▶ **WRITTEN EXERCISE**
Could you write out every one of the rows below, character for character, with no changes?

══════════

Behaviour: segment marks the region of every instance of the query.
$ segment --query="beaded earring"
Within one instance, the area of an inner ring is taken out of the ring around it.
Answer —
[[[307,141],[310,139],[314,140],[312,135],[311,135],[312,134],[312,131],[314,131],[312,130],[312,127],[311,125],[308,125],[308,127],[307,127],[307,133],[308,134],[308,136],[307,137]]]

══════════

▶ **TASK OUTPUT**
Behaviour: segment marks the region of every instance of the query.
$ segment --query="beaded earring"
Within one instance, the area of an inner ring is taken out of the ring around it.
Answer —
[[[307,141],[310,139],[314,140],[312,135],[311,135],[312,134],[312,131],[314,131],[312,130],[312,127],[311,125],[308,125],[308,127],[307,127],[307,133],[308,134],[308,136],[307,137]]]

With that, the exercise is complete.